Note

Go to the end to download the full example code.

Nitric oxide formation in air heated by an incident shock wave#

Shock tube experiments are commonly used to study reaction paths and to measure reaction rates at elevated temperatures. You can apply the incident shock reactor model IncidentShock() to validate the reaction mechanism or kinetic parameters derived from such experiments.

The shock tube reactor models, such as the IncidentShcok, the ReflectedShock and the ZNDCalculator models, are initiated by a stream, which is simply a mixture with the addition of the shock wave velocity. You already know how to create a stream if you know how to create a mixture. You can specify the shock wave velocity using the combination of the velocity method of the initial gas stream and the location parameter when you instantiate the incidentShock or the ReflectedShock object.

This example aims to reproduce one of the shock tube experiments done by Camac and Feinberg. Camac and Feinberg measured the production rates of nitric oxide (NO) in shock-heated air over the temperature range of 2300 [K] to 6000 [K]. The NO mole fraction behind the incident shock will be plotted as a function of time (after the passing of the incident shock front). The NO mole fraction profile rapidly rises to a peak value then gradually falls back to its equilibrium level. The predicted peak NO mole fraction is 0.04609 and is in good agreement with the measured and the computed data by Camac and Feinberg.

Reference: M. Camac and R.M. Feinberg, Proceedings of Combustion Institute, vol. 11, p. 137-145 (1967)

Import PyChemkin packages and start the logger#

from pathlib import Path
import time

import ansys.chemkin.core as ck  # Chemkin
from ansys.chemkin.core import Color

# chemkin plug flow reactor model
from ansys.chemkin.core.shock.shocktubereactors import IncidentShock
from ansys.chemkin.core.inlet import Stream
from ansys.chemkin.core.logger import logger
import matplotlib.pyplot as plt  # plotting

# check working directory
current_dir = str(Path.cwd())
logger.debug("working directory: " + current_dir)
# set interactive mode for plotting the results
# interactive = True: display plot
# interactive = False: save plot as a PNG file
global interactive
interactive = True

Create the hot air dissociation mechanism file#

Create a new mechanism input file ‘no_hot_air_chem.inp’ that contains the reactions to describe NO formation in heated air. This file is saved to the working directory current_dir.

mymechfile = Path(current_dir) / "no_hot_air_chem.inp"
m = mymechfile.open(mode="w")
# the mechanism contains only the necessary species
# (oxygen, nitrogen, nitric oxide, and major byproducts)
# declare elements
m.write("ELEMENT O N AR END\n")
# declare species
m.write("SPECIES\n")
m.write("O2 N2 NO N O AR\n")
m.write("END\n")
# write reactions for N2O dissociation
# Reference:
# M. Camac and R.M. Feinberg, Proceedings of Combustion Institute,
# vol. 11, pp. 137-145 (1967)
m.write("REACTIONS\n")
m.write("N2+O2=NO+NO             9.1E24   -2.5   128500.\n")
m.write("N2+O=NO+N               7.0E13    0.     75000.\n")
m.write("O2+N=NO+O               1.34E10   1.0     7080.\n")
m.write("O2+M=O+O+M              3.62E18  -1.0   118000.\n")

* **RECORDS SUPPLIED**
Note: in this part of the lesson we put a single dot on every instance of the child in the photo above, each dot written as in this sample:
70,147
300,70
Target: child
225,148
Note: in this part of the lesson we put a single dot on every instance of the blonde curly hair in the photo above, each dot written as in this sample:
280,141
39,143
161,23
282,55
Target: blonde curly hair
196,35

* **TASKS TO COMPLETE**
a: Print the passage of the shock tube page between "from pathlib import" and "current_dir = str(Path.cwd())", inclusive.
b: Output the lines of the entries from the line holding "of the blonde" through the last line of the entries, inclusive, and nothing else.

* **WORKED SOLUTIONS**
a:
from pathlib import Path
import time

import ansys.chemkin.core as ck  # Chemkin
from ansys.chemkin.core import Color

# chemkin plug flow reactor model
from ansys.chemkin.core.shock.shocktubereactors import IncidentShock
from ansys.chemkin.core.inlet import Stream
from ansys.chemkin.core.logger import logger
import matplotlib.pyplot as plt  # plotting

# check working directory
current_dir = str(Path.cwd())

b:
Note: in this part of the lesson we put a single dot on every instance of the blonde curly hair in the photo above, each dot written as in this sample:
280,141
39,143
161,23
282,55
Target: blonde curly hair
196,35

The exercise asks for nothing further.